# 阅读材料
※ ※ ※

分类蛋白质折叠预测

Triage protein fold prediction.

作者信息

He Hongxian, McAllister Gregory, Smith Temple F

机构信息

BioMolecular Engineering Research Center, Biomedical Engineering Department, Boston University, Boston, Massachusetts 02215, USA.

出版信息

Proteins. 2002 Sep 1;48(4):654-63. doi: 10.1002/prot.10194.

DOI:10.1002/prot.10194

PMID:12211033

Abstract

We have constructed, in a completely automated fashion, a new structure template library for threading that represents 358 distinct SCOP folds where each model is mathematically represented as a Hidden Markov model (HMM). Because the large number of models in the library can potentially dilute the prediction measure, a new triage method for fold prediction is employed. In the first step of the triage method, the most probable structural class is predicted using a set of manually constructed, high-level, generalized structural HMMs that represent seven general protein structural classes: all-alpha, all-beta, alpha/beta, alpha+beta, irregular small metal-binding, transmembrane beta-barrel, and transmembrane alpha-helical. In the second step, only those fold models belonging to the determined structural class are selected for the final fold prediction. This triage method gave more predictions as well as more correct predictions compared with a simple prediction method that lacks the initial classification step. Two different schemes of assigning Bayesian model priors are presented and discussed.

摘要

我们以完全自动化的方式构建了一个用于穿线法的新结构模板库，该库代表358种不同的SCOP折叠，其中每个模型在数学上都表示为隐马尔可夫模型（HMM）。由于库中大量的模型可能会稀释预测指标，因此采用了一种新的折叠预测分类方法。在分类方法的第一步中，使用一组手动构建的、高级的、广义结构HMM预测最可能的结构类别，这些HMM代表七种一般蛋白质结构类别：全α、全β、α/β、α+β、不规则小金属结合、跨膜β桶和跨膜α螺旋。在第二步中，仅选择那些属于确定结构类别的折叠模型进行最终的折叠预测。与缺乏初始分类步骤的简单预测方法相比，这种分类方法给出了更多的预测以及更多正确的预测。本文提出并讨论了两种不同的分配贝叶斯模型先验的方案。

※ ※ ※

# 任务说明
根据这篇关于蛋白质折叠预测的摘要，新构建的结构模板库代表多少种不同的SCOP折叠？ 下列各行与本题无关。

※ ※ ※

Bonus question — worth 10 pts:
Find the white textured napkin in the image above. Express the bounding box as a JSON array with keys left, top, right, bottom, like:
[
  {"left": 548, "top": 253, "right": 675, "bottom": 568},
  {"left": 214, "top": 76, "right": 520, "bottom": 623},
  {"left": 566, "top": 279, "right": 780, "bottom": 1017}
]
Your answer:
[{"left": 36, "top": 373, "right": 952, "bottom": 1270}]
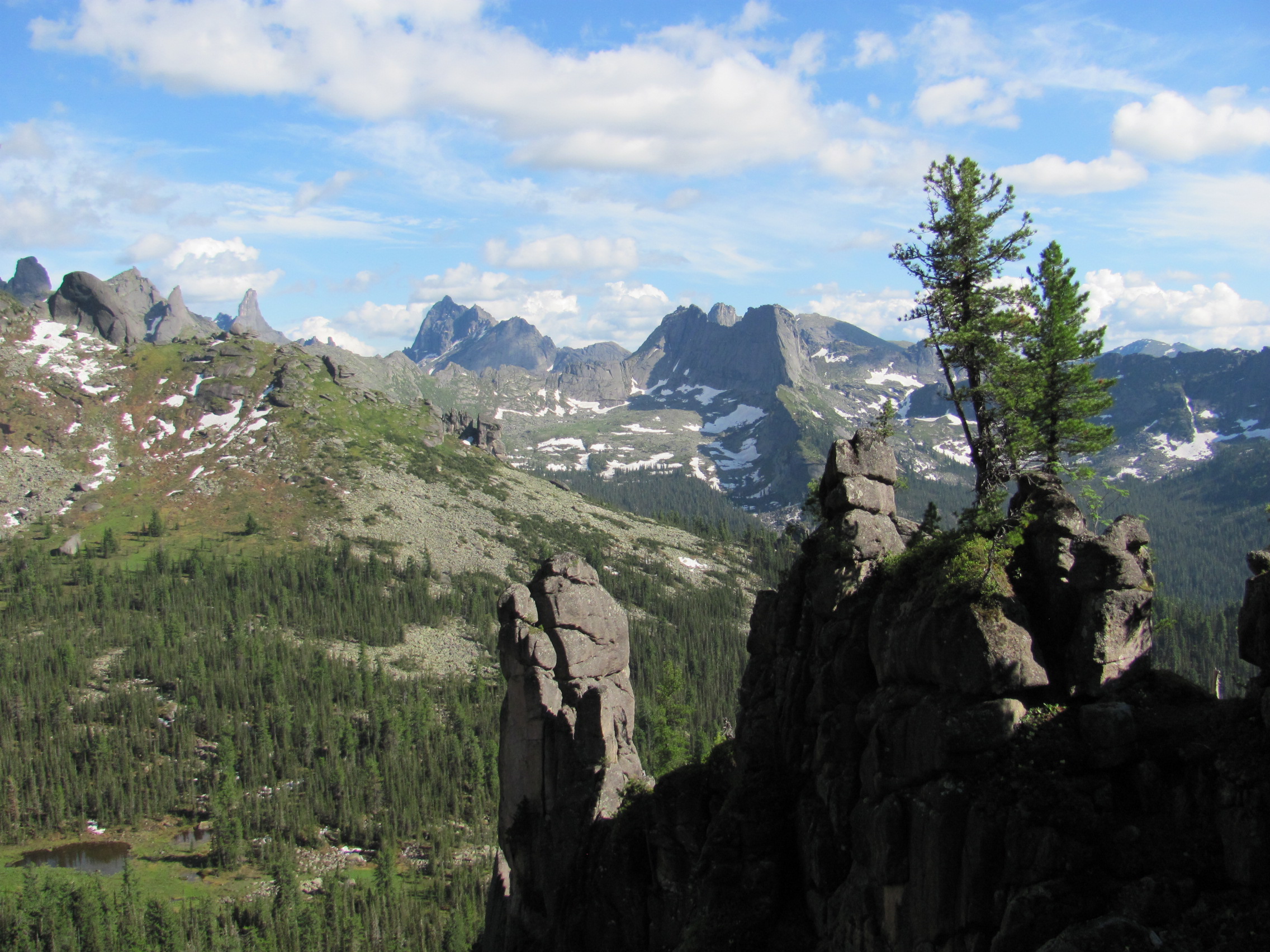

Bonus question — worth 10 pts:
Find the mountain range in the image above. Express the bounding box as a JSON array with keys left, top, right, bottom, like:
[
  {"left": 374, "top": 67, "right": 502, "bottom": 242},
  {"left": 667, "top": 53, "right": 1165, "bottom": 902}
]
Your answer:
[{"left": 6, "top": 258, "right": 1270, "bottom": 530}]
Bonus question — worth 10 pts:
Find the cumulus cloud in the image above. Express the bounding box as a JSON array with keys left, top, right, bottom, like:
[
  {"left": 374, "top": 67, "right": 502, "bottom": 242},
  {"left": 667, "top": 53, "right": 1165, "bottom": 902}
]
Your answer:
[
  {"left": 913, "top": 76, "right": 1026, "bottom": 130},
  {"left": 283, "top": 316, "right": 378, "bottom": 356},
  {"left": 31, "top": 0, "right": 824, "bottom": 174},
  {"left": 340, "top": 301, "right": 430, "bottom": 337},
  {"left": 574, "top": 280, "right": 674, "bottom": 350},
  {"left": 485, "top": 235, "right": 639, "bottom": 272},
  {"left": 807, "top": 282, "right": 925, "bottom": 340},
  {"left": 1111, "top": 88, "right": 1270, "bottom": 163},
  {"left": 156, "top": 237, "right": 282, "bottom": 303},
  {"left": 854, "top": 29, "right": 899, "bottom": 69},
  {"left": 997, "top": 149, "right": 1147, "bottom": 196},
  {"left": 1084, "top": 268, "right": 1270, "bottom": 348},
  {"left": 1142, "top": 173, "right": 1270, "bottom": 254},
  {"left": 410, "top": 261, "right": 578, "bottom": 326}
]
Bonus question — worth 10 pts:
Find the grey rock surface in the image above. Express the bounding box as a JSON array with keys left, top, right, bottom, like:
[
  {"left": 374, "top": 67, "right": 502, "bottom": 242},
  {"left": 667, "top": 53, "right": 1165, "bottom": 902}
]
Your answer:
[
  {"left": 106, "top": 268, "right": 167, "bottom": 329},
  {"left": 484, "top": 554, "right": 644, "bottom": 949},
  {"left": 230, "top": 294, "right": 291, "bottom": 346},
  {"left": 48, "top": 272, "right": 146, "bottom": 346},
  {"left": 150, "top": 284, "right": 220, "bottom": 344},
  {"left": 0, "top": 256, "right": 53, "bottom": 304},
  {"left": 404, "top": 294, "right": 495, "bottom": 362}
]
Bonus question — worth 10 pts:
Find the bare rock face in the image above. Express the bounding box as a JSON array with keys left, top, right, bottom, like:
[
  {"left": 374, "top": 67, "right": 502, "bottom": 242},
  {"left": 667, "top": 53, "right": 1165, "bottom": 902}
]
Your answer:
[
  {"left": 1011, "top": 472, "right": 1154, "bottom": 696},
  {"left": 230, "top": 294, "right": 291, "bottom": 346},
  {"left": 48, "top": 272, "right": 146, "bottom": 346},
  {"left": 0, "top": 258, "right": 53, "bottom": 304},
  {"left": 485, "top": 554, "right": 644, "bottom": 949},
  {"left": 485, "top": 430, "right": 1270, "bottom": 952},
  {"left": 150, "top": 284, "right": 219, "bottom": 344},
  {"left": 440, "top": 410, "right": 507, "bottom": 459}
]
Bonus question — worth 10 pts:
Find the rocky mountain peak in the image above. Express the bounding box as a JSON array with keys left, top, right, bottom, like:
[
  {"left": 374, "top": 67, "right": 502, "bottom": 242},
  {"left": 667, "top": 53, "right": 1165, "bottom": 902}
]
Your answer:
[
  {"left": 0, "top": 256, "right": 53, "bottom": 303},
  {"left": 48, "top": 272, "right": 146, "bottom": 346},
  {"left": 484, "top": 439, "right": 1270, "bottom": 952},
  {"left": 708, "top": 301, "right": 739, "bottom": 327},
  {"left": 444, "top": 313, "right": 556, "bottom": 373},
  {"left": 230, "top": 294, "right": 291, "bottom": 344},
  {"left": 404, "top": 294, "right": 495, "bottom": 363},
  {"left": 482, "top": 554, "right": 644, "bottom": 951}
]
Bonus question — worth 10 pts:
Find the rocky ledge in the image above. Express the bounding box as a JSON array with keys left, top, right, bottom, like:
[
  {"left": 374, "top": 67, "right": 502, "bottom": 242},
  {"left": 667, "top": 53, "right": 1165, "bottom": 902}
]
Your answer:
[{"left": 484, "top": 430, "right": 1270, "bottom": 952}]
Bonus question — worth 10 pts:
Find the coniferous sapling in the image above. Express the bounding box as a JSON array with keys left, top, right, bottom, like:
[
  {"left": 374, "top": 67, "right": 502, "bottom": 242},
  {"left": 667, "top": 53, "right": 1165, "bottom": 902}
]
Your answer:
[
  {"left": 890, "top": 155, "right": 1032, "bottom": 509},
  {"left": 1006, "top": 241, "right": 1115, "bottom": 472}
]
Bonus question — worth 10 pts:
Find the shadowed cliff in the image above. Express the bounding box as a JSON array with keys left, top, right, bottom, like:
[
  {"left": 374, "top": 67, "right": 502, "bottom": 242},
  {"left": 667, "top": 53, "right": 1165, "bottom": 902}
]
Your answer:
[{"left": 485, "top": 430, "right": 1270, "bottom": 952}]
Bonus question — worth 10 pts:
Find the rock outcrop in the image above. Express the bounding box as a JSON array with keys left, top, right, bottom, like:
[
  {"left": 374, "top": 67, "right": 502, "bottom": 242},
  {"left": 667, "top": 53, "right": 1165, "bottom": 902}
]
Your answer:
[
  {"left": 0, "top": 256, "right": 53, "bottom": 304},
  {"left": 486, "top": 430, "right": 1270, "bottom": 952},
  {"left": 439, "top": 410, "right": 507, "bottom": 459},
  {"left": 150, "top": 284, "right": 219, "bottom": 344},
  {"left": 106, "top": 268, "right": 167, "bottom": 329},
  {"left": 485, "top": 555, "right": 644, "bottom": 949},
  {"left": 405, "top": 294, "right": 494, "bottom": 362},
  {"left": 230, "top": 294, "right": 291, "bottom": 346},
  {"left": 48, "top": 272, "right": 146, "bottom": 346}
]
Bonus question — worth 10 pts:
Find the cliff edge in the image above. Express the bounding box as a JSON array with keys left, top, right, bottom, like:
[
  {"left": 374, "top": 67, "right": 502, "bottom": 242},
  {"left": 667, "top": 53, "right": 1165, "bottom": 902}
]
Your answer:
[{"left": 485, "top": 430, "right": 1270, "bottom": 952}]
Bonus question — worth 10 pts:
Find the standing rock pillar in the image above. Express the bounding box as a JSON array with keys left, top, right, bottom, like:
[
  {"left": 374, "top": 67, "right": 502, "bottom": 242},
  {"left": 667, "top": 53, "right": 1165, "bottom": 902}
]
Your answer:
[{"left": 484, "top": 554, "right": 644, "bottom": 952}]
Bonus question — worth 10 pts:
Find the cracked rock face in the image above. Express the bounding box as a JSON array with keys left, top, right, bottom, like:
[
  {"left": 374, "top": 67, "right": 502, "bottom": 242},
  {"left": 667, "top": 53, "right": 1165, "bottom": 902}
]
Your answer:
[{"left": 485, "top": 554, "right": 644, "bottom": 949}]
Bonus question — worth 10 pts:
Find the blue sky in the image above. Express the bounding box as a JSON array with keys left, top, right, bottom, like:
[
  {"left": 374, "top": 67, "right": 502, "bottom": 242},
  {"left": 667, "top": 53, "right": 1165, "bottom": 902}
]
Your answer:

※ ※ ※

# 参考答案
358种。